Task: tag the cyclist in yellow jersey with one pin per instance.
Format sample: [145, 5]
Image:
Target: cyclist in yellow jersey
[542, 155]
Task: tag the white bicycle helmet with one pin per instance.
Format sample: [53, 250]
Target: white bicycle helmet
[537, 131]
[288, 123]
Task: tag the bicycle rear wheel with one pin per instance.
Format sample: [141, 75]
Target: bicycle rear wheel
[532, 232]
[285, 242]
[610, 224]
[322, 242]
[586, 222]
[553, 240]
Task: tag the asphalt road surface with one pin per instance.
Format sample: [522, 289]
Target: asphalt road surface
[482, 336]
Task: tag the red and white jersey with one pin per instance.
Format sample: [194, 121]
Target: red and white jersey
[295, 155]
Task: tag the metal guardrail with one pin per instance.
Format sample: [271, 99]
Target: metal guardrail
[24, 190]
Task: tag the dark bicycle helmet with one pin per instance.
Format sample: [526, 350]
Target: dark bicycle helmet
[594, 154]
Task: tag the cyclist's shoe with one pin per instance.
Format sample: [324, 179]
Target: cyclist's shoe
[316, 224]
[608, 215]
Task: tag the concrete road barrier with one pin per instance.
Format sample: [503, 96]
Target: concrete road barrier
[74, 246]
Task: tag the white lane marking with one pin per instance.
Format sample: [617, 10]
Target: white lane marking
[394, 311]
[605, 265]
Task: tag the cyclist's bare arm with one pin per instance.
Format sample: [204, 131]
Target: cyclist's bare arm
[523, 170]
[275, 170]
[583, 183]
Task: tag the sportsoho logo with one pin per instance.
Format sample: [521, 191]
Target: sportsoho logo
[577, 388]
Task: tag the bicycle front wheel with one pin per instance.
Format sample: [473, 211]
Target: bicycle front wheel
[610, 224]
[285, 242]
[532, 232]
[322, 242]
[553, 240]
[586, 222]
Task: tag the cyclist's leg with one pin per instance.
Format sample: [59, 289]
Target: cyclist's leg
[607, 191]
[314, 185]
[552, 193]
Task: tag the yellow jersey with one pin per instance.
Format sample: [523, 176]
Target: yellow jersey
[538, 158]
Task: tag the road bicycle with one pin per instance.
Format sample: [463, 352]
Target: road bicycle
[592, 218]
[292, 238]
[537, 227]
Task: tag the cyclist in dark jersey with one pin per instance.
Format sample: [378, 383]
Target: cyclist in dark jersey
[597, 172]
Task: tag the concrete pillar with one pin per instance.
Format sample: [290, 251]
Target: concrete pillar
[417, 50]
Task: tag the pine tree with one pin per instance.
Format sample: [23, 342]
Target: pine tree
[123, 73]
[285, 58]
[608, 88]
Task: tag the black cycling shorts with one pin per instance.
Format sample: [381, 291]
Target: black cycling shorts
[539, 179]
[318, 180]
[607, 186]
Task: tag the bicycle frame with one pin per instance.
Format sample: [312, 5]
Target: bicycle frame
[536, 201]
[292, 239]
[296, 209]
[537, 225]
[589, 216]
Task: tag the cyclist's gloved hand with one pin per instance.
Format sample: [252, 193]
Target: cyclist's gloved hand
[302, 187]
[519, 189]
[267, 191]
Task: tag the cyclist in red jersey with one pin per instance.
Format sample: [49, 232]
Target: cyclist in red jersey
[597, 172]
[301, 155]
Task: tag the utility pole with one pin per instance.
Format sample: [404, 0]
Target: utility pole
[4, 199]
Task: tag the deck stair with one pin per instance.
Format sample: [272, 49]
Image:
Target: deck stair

*STATED PROBLEM:* Starting at the line that contains "Task: tag the utility" and continuing through the end of the entries, write those lines out again with "utility pole" replaced by "street lamp" and nothing else changed.

*TASK SOLUTION:*
Task: tag the street lamp with one pin per instance.
Format sample: [404, 0]
Target: street lamp
[4, 199]
Task: tag the deck stair with one pin per instance.
Format sample: [272, 49]
Image:
Target: deck stair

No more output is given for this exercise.